• [ENTRIES SHOWN]:
⁂
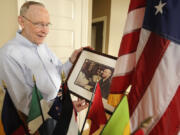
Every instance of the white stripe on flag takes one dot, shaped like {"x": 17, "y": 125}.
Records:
{"x": 144, "y": 36}
{"x": 127, "y": 64}
{"x": 158, "y": 95}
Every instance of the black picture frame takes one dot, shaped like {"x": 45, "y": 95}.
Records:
{"x": 89, "y": 67}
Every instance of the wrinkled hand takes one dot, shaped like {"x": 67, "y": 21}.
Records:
{"x": 76, "y": 53}
{"x": 80, "y": 105}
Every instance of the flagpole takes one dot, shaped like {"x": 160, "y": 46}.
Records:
{"x": 38, "y": 99}
{"x": 89, "y": 107}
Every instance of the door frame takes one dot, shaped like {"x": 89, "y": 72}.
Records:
{"x": 104, "y": 20}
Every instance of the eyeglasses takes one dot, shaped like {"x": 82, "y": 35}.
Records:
{"x": 38, "y": 24}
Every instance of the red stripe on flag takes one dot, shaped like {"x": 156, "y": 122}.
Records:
{"x": 170, "y": 121}
{"x": 146, "y": 66}
{"x": 120, "y": 83}
{"x": 129, "y": 42}
{"x": 136, "y": 4}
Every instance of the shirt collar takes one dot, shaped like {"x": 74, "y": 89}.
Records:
{"x": 24, "y": 40}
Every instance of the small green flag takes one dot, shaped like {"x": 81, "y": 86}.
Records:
{"x": 118, "y": 124}
{"x": 38, "y": 112}
{"x": 35, "y": 110}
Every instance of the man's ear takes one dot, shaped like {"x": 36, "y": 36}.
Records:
{"x": 21, "y": 21}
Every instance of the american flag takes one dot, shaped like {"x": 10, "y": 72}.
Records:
{"x": 149, "y": 60}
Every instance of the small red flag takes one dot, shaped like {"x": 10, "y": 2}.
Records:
{"x": 97, "y": 113}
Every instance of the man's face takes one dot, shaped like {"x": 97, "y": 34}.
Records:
{"x": 106, "y": 73}
{"x": 35, "y": 24}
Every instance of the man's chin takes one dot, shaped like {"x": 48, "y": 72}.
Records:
{"x": 39, "y": 42}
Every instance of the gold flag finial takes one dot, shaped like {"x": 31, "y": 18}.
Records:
{"x": 63, "y": 77}
{"x": 4, "y": 84}
{"x": 146, "y": 122}
{"x": 34, "y": 79}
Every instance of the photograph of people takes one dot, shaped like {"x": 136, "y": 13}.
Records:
{"x": 92, "y": 72}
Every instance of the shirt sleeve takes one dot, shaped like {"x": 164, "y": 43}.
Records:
{"x": 19, "y": 88}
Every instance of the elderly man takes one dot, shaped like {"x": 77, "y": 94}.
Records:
{"x": 26, "y": 55}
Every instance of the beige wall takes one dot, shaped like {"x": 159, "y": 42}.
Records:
{"x": 102, "y": 8}
{"x": 119, "y": 9}
{"x": 8, "y": 23}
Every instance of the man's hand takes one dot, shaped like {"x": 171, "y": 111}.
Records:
{"x": 80, "y": 105}
{"x": 76, "y": 53}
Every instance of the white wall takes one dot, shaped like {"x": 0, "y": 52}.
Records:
{"x": 119, "y": 9}
{"x": 8, "y": 23}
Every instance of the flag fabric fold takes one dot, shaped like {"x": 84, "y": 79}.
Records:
{"x": 97, "y": 113}
{"x": 149, "y": 61}
{"x": 119, "y": 123}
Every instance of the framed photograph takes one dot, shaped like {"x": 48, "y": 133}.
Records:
{"x": 90, "y": 67}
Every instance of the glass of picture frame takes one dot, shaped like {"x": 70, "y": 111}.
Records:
{"x": 90, "y": 67}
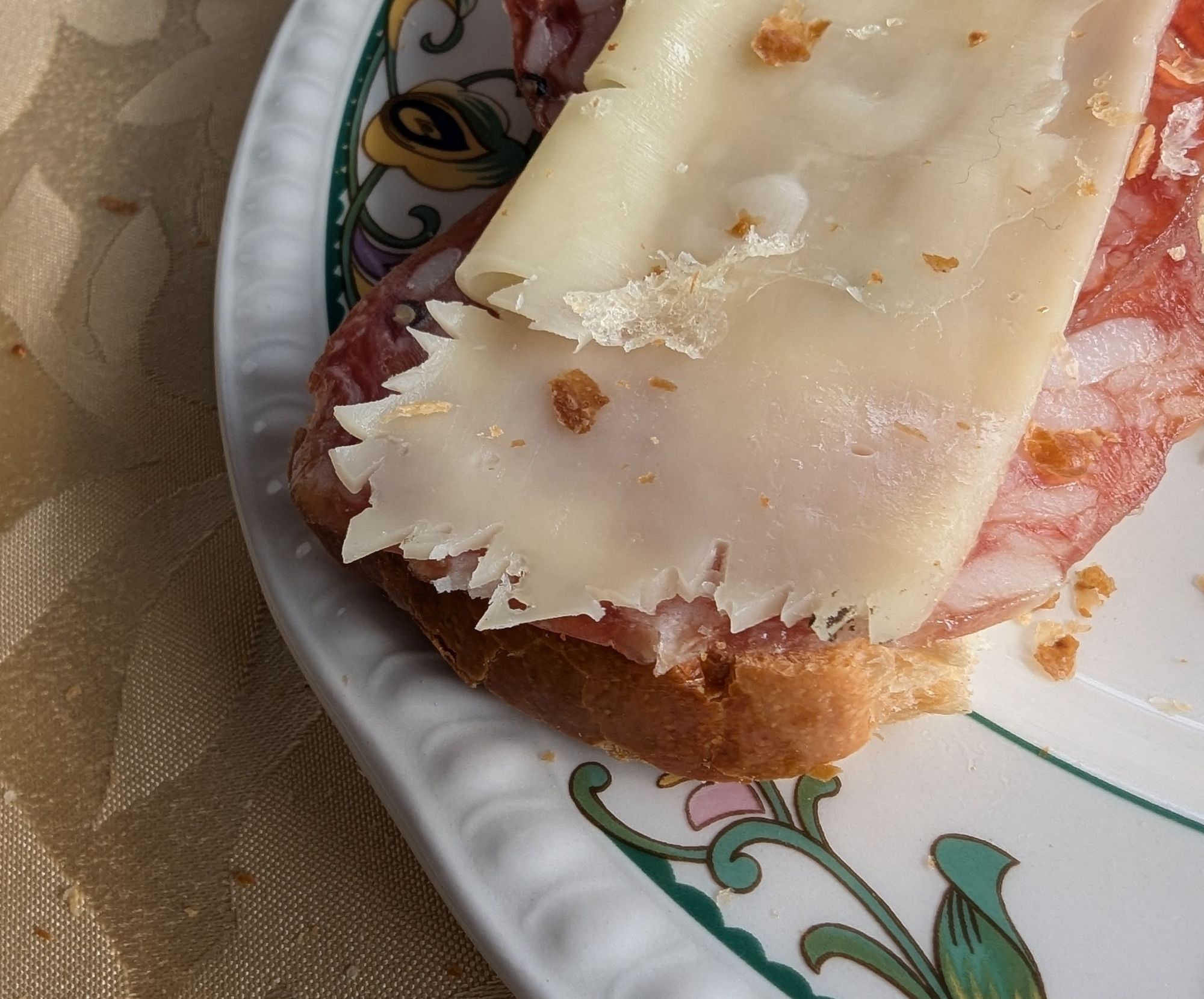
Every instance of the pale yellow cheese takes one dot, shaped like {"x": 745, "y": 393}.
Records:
{"x": 846, "y": 405}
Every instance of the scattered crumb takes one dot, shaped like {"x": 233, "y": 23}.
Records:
{"x": 577, "y": 400}
{"x": 942, "y": 265}
{"x": 911, "y": 431}
{"x": 429, "y": 409}
{"x": 1093, "y": 587}
{"x": 1057, "y": 648}
{"x": 745, "y": 224}
{"x": 119, "y": 206}
{"x": 786, "y": 38}
{"x": 1168, "y": 706}
{"x": 1143, "y": 153}
{"x": 1063, "y": 454}
{"x": 74, "y": 900}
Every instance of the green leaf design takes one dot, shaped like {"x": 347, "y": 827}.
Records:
{"x": 835, "y": 941}
{"x": 979, "y": 950}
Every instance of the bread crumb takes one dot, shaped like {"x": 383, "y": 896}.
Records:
{"x": 942, "y": 265}
{"x": 119, "y": 206}
{"x": 1057, "y": 648}
{"x": 1063, "y": 454}
{"x": 1093, "y": 587}
{"x": 745, "y": 224}
{"x": 786, "y": 38}
{"x": 911, "y": 431}
{"x": 74, "y": 900}
{"x": 1143, "y": 153}
{"x": 577, "y": 400}
{"x": 428, "y": 409}
{"x": 1170, "y": 706}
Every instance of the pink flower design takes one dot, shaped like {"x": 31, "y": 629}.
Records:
{"x": 711, "y": 802}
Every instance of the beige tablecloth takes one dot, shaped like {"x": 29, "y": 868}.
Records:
{"x": 179, "y": 819}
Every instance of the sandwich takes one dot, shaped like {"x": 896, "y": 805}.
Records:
{"x": 812, "y": 341}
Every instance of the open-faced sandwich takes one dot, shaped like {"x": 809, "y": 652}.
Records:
{"x": 812, "y": 340}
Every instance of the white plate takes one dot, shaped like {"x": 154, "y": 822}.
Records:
{"x": 1081, "y": 805}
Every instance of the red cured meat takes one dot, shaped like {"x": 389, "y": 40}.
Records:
{"x": 1137, "y": 338}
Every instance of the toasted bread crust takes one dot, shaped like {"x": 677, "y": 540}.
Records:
{"x": 749, "y": 717}
{"x": 746, "y": 716}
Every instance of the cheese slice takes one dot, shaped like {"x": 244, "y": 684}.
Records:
{"x": 836, "y": 393}
{"x": 922, "y": 139}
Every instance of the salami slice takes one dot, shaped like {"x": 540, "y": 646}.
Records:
{"x": 1130, "y": 383}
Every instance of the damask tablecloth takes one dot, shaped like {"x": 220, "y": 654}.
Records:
⁂
• [EXERCISE]: For each line in the records that contains the word "picture", make a copy.

• [OUTPUT]:
Every instance of the black picture frame takes one dot, shaped like {"x": 45, "y": 95}.
Every instance of the glass of picture frame takes one dot, shaped like {"x": 70, "y": 111}.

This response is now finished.